• Text section:
..............................
Phillip Blom

Historian Philipp Blom – “The Machine Can Be Stopped.”

Back in 2014, historian Philipp Blom stood in front of a Gymnasium history class of German teenagers, talking about the anniversary of the First World War. “And I said, so if Chancellor [Angela] Merkel were to declare war against Vladimir Putin tomorrow, who of you would volunteer?” They all stared. “And yet their great grandfathers, in the same classroom, all shouted, Hurrah! and went down to the next enlistment office!”

What happened in the moral reflexes of people – in the same society, sharing the same genes – that had changed so radically, he wondered? It is these points where history shifts gear, where the experience of being alive is profoundly altered, that fascinate him the most.
..............................
• To do:
A. Copy the Philipp Blom piece starting with "Back in 2014, historian" and going on through "him the most.", renaming "enlistment office" as "recruiting office".
B. Carry the Philipp Blom piece further from its last sentence.
The data that comes next has nothing to do with the Philipp Blom piece.
..............................
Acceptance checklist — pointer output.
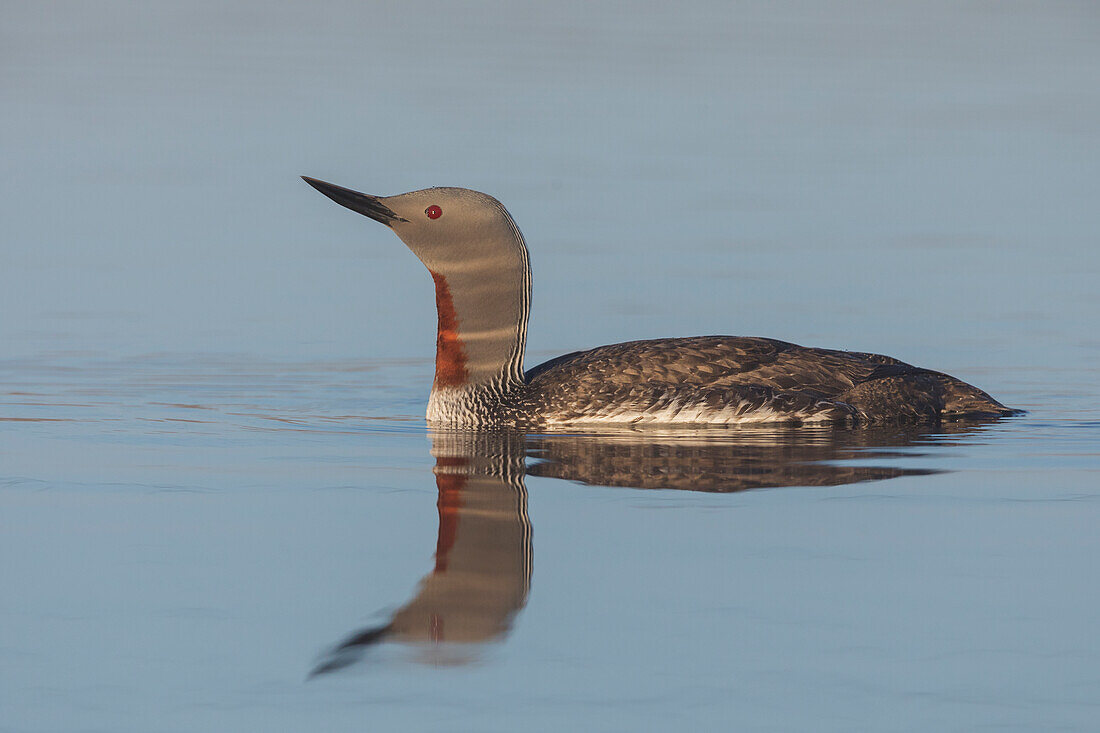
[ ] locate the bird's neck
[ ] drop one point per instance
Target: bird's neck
(483, 305)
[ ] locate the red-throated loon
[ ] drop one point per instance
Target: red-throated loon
(483, 282)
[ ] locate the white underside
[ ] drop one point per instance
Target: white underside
(450, 407)
(693, 415)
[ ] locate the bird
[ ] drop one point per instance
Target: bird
(479, 262)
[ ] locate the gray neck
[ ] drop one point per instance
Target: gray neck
(483, 303)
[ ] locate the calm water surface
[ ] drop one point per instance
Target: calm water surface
(220, 509)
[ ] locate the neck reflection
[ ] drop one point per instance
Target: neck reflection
(483, 550)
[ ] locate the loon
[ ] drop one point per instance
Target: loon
(479, 262)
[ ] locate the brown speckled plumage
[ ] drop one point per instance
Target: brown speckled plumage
(741, 376)
(479, 261)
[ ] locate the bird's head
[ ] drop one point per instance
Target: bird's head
(446, 228)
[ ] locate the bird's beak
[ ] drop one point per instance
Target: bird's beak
(369, 206)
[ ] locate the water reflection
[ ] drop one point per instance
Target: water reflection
(483, 553)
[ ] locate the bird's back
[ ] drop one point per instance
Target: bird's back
(730, 380)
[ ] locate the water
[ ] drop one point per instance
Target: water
(216, 484)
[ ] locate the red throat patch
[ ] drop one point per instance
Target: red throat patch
(450, 350)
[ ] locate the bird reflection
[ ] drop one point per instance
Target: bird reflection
(483, 553)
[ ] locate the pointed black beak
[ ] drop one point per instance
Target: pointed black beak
(369, 206)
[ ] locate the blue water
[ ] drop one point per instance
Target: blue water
(216, 483)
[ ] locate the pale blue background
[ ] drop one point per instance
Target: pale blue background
(912, 178)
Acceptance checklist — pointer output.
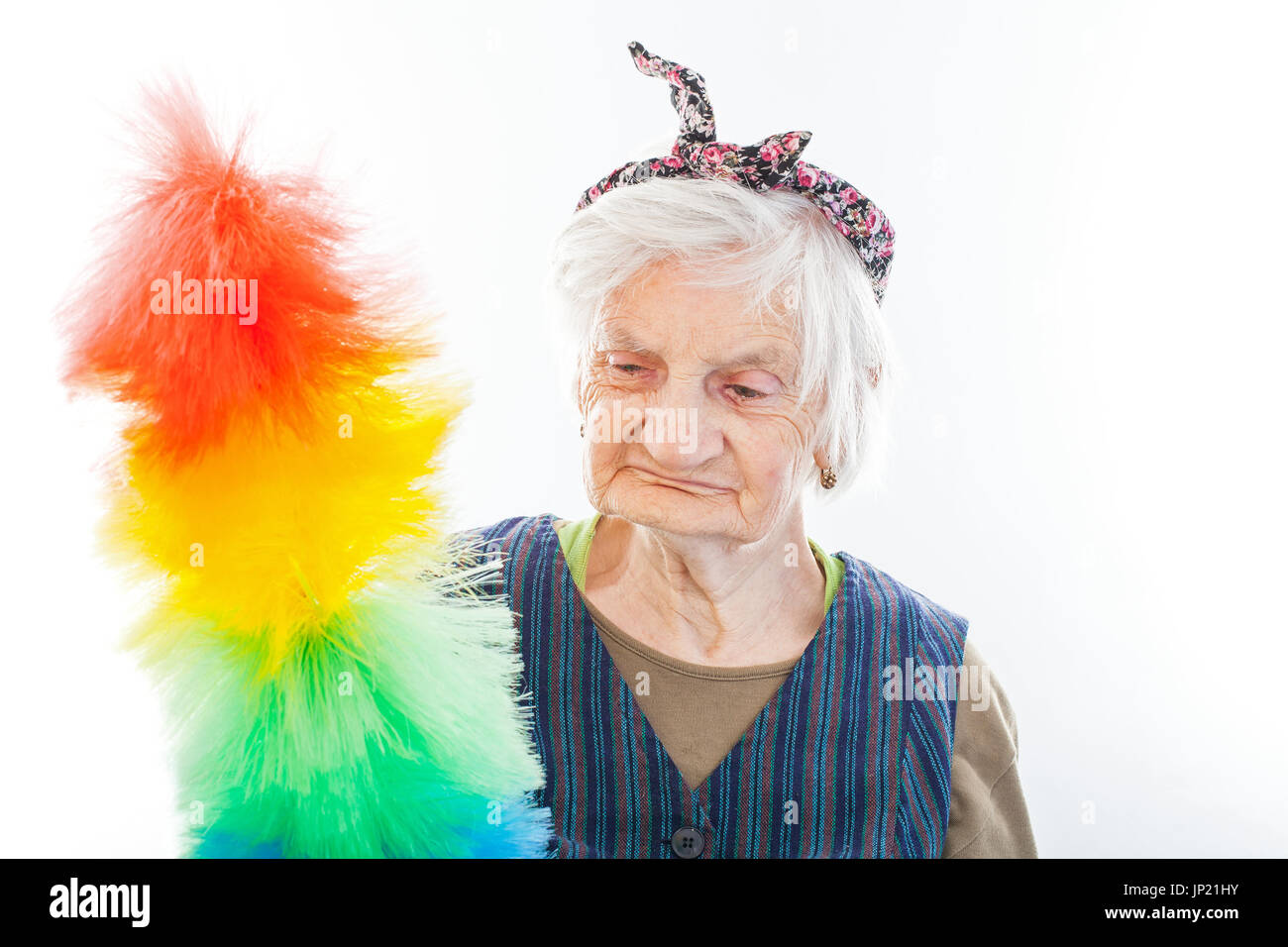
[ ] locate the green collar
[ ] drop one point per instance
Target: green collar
(575, 539)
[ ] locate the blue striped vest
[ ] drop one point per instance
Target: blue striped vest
(832, 767)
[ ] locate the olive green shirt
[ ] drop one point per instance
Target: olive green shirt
(700, 711)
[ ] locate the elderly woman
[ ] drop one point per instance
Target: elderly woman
(704, 681)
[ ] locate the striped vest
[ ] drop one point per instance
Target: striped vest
(832, 767)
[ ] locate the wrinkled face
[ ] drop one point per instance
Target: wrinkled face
(691, 403)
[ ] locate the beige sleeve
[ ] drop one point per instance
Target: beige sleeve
(988, 817)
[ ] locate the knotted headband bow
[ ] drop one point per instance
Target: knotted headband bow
(768, 165)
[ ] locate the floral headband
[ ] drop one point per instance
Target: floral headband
(768, 165)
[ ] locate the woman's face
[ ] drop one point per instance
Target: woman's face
(691, 412)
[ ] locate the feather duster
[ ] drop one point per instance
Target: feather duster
(334, 686)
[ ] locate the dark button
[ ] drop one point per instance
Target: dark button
(687, 843)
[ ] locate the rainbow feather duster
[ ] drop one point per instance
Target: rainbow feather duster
(334, 686)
..............................
• Answers to the exercises:
A.
Back in 2014, historian Philipp Blom stood in front of a Gymnasium history class of German teenagers, talking about the anniversary of the First World War. “And I said, so if Chancellor [Angela] Merkel were to declare war against Vladimir Putin tomorrow, who of you would volunteer?” They all stared. “And yet their great grandfathers, in the same classroom, all shouted, Hurrah! and went down to the next recruiting office!”

What happened in the moral reflexes of people – in the same society, sharing the same genes – that had changed so radically, he wondered? It is these points where history shifts gear, where the experience of being alive is profoundly altered, that fascinate him the most.

B.
We met on a balmy summer afternoon under an umbrella at Café Korb just off the Tuchlauben in the 1st, the “grove of the cloth makers,” complete with scissor-wielding statue. Blom stood up to greet me. “Nice hat!” he nodded appreciatively, as I put my new fringe-brimmed straw with a floppy black band on the seat next to me. I always forget how tall he is, at least 1.95m. Must be an interesting vantage point on the world. 

He had arrived early and was already well through an Achtl of something white; when the waiter returned, I ordered a Spritzer and he einen großen Braunen

“I have to become a serious person now,” he moaned, … “at least seem serious.” He could always switch back later, I suggested. “…I can never keep it up for very long.” It sounded like a confession. As with the hats, of which he is a devotee. (“I’ve been wearing hats for the longest time.”) With the world the way it is, we agreed, being serious for too long could end badly. “Seriousness kills,” he mugged. 

Solidarity or ‘Enlightened Self-Interest’

In an April interview in the Austrian weekly Profil, Blom had doubted that the EU would be able to come together on a recovery package. It had been national governments that had stepped in to protect people, and coordinate measures to fight the pandemic. The EU seemed toothless, any discussion of “corona bonds” mired in controversy. Any hope of European solidarity seemed remote, Blom had said.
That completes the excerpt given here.